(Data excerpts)
####################

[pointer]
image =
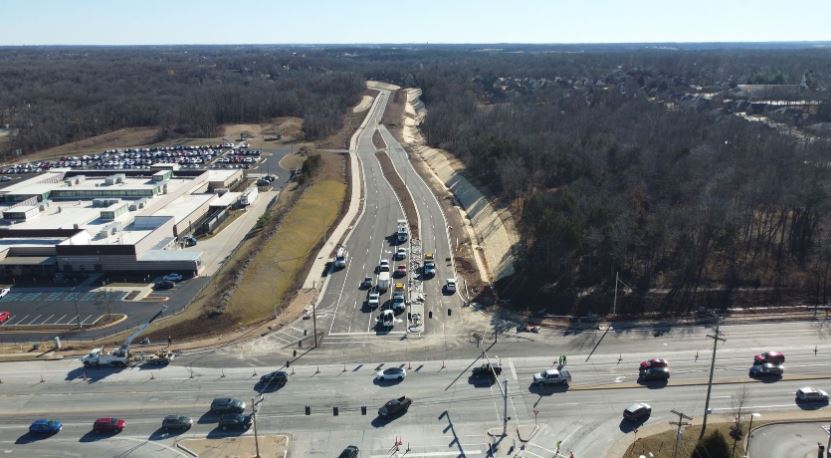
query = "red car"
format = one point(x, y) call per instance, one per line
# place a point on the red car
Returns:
point(654, 362)
point(109, 425)
point(774, 357)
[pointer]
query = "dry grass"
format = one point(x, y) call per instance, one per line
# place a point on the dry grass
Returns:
point(661, 445)
point(292, 161)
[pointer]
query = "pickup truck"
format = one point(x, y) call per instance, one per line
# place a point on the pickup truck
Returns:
point(395, 407)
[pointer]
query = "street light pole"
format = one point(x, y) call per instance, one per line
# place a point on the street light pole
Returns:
point(715, 336)
point(680, 423)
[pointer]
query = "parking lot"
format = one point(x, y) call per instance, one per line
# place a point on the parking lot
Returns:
point(222, 156)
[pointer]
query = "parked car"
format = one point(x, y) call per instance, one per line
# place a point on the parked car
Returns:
point(654, 362)
point(177, 423)
point(277, 378)
point(637, 411)
point(767, 370)
point(391, 373)
point(164, 284)
point(450, 286)
point(811, 394)
point(349, 452)
point(395, 407)
point(227, 405)
point(774, 357)
point(235, 421)
point(45, 426)
point(109, 425)
point(174, 277)
point(654, 373)
point(552, 377)
point(487, 371)
point(374, 299)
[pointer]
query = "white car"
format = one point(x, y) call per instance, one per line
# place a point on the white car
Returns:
point(552, 377)
point(811, 394)
point(450, 286)
point(391, 373)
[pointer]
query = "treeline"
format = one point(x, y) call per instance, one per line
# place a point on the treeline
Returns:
point(607, 175)
point(51, 96)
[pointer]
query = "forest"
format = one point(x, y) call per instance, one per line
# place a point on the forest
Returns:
point(54, 95)
point(641, 162)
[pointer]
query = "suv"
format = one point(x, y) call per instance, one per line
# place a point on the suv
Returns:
point(487, 371)
point(109, 425)
point(811, 394)
point(395, 407)
point(774, 357)
point(177, 422)
point(654, 373)
point(637, 411)
point(235, 421)
point(278, 378)
point(227, 405)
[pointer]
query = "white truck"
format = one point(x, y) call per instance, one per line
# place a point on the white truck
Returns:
point(553, 377)
point(402, 231)
point(249, 196)
point(340, 258)
point(120, 357)
point(383, 282)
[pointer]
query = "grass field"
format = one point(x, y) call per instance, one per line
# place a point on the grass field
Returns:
point(661, 445)
point(275, 269)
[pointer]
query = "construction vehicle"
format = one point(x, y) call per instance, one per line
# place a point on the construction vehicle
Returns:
point(120, 357)
point(340, 258)
point(429, 269)
point(401, 232)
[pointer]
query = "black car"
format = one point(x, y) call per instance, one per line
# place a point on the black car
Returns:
point(276, 378)
point(654, 373)
point(227, 405)
point(395, 407)
point(487, 371)
point(235, 421)
point(349, 452)
point(637, 411)
point(164, 284)
point(176, 422)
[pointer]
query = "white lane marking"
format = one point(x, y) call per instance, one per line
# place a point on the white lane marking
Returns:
point(33, 319)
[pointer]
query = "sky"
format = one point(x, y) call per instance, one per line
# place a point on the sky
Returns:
point(152, 22)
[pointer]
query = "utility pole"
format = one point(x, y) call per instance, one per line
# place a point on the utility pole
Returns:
point(716, 337)
point(680, 423)
point(254, 403)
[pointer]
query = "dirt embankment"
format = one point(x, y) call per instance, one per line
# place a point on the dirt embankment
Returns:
point(489, 233)
point(401, 191)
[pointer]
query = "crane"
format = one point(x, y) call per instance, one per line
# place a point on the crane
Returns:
point(121, 355)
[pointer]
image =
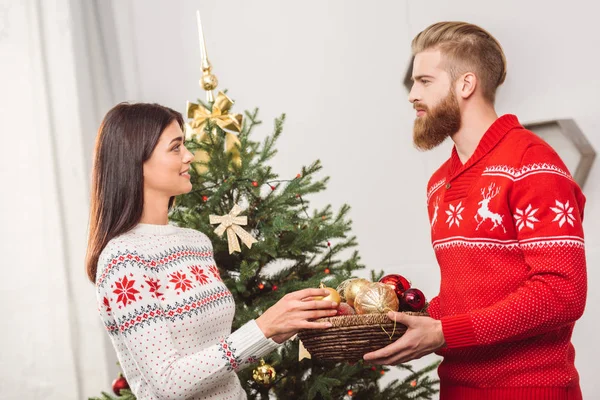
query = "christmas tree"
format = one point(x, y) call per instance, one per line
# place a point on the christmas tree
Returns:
point(286, 246)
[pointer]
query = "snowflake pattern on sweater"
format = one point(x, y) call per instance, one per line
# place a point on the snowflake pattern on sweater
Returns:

####################

PROBLEM: Once the pictures are removed, reproduce the remaining entries above exactly.

SOLUTION:
[pointer]
image =
query = "red car"
format = one point(x, y) call per instance, one per line
# place a point on the red car
Returns:
point(654, 362)
point(109, 425)
point(774, 357)
[pointer]
query = "dry grass"
format = one point(x, y) call per instance, one per line
# place a point on the dry grass
Returns:
point(661, 445)
point(292, 161)
[pointer]
query = "pickup truck"
format = one point(x, y) call per instance, one per line
# place a point on the pickup truck
Returns:
point(395, 407)
[pointer]
query = "street light pole"
format = one point(x, y) call per instance, one per line
# place a point on the street light pole
Returns:
point(715, 336)
point(680, 423)
[pointer]
query = "parking lot"
format = one point(x, y) call per instance, one per line
# place a point on the parking lot
Returns:
point(222, 156)
[pointer]
query = "parked car"
format = one point(x, y) call per instance, one per line
# place a point on the parked car
Returns:
point(654, 362)
point(177, 423)
point(277, 378)
point(637, 411)
point(767, 370)
point(391, 373)
point(164, 284)
point(450, 286)
point(811, 394)
point(349, 452)
point(395, 407)
point(227, 405)
point(774, 357)
point(235, 421)
point(45, 426)
point(109, 425)
point(174, 277)
point(654, 373)
point(552, 377)
point(487, 371)
point(374, 299)
[pointer]
query = "white car"
format = one point(x, y) call per instance, one per line
# place a point on the white car
Returns:
point(552, 377)
point(811, 394)
point(450, 286)
point(391, 373)
[pointer]
query = "treeline"
format = one point(x, y) call per instance, one per line
# place a point on the treeline
Returns:
point(607, 175)
point(51, 96)
[pointer]
query = "forest"
format = one point(x, y) call per instance, one per line
# place a point on the forest
Returns:
point(54, 95)
point(641, 162)
[pointer]
query = "suv"
format = one point(x, y) call per instance, one per line
# place a point on the suv
Returns:
point(487, 371)
point(109, 425)
point(811, 394)
point(395, 407)
point(774, 357)
point(177, 422)
point(654, 373)
point(637, 411)
point(235, 421)
point(278, 378)
point(227, 405)
[pointer]
query = "white truck"
format = one point(x, y) call per instance, one per line
# place a point on the white truck
Returns:
point(553, 377)
point(402, 231)
point(249, 196)
point(340, 258)
point(120, 357)
point(383, 282)
[pointer]
query = "grass field"
format = one point(x, y) call per instance, one per line
# place a point on the grass field
Returns:
point(661, 445)
point(275, 269)
[pointer]
query = "construction vehicle"
format = one point(x, y) call per instance, one per line
# place a point on the construction vehicle
Returns:
point(120, 357)
point(340, 258)
point(429, 269)
point(401, 232)
[pointer]
query = "black car"
format = one point(x, y) call per instance, one per line
# place a point on the black car
Returns:
point(276, 378)
point(654, 373)
point(227, 405)
point(395, 407)
point(487, 371)
point(235, 421)
point(349, 452)
point(637, 411)
point(164, 284)
point(176, 422)
[pointer]
query = "white lane marking"
format = one point(x, y) call per instance, one per line
# place a point on the white lane marking
Returns:
point(33, 319)
[pointer]
query = "sky"
format = one point(x, y) call per instance, one per line
# place a point on the sky
Returns:
point(152, 22)
[pointer]
query = "utility pole"
format = one point(x, y) call per instance, one per line
# place a point on the utility pole
Returns:
point(716, 337)
point(680, 423)
point(254, 403)
[pointer]
query = "dirt embankment"
format = one point(x, y) call per instance, one per line
# place a point on the dirt embankment
Returns:
point(489, 233)
point(401, 191)
[pointer]
query = "crane"
format = one point(x, y) call per instance, one per line
# place a point on the crane
Returns:
point(121, 355)
[pointer]
image =
query = "christmas tree"
format = one point(x, y) call per instance, one per line
# place a point on the christmas tree
Returns:
point(286, 246)
[pointer]
query = "snowflake pattern on sweater"
format = one point(x, y) call per instance, one per line
# place a point on the snowflake pattern on sweater
Returns:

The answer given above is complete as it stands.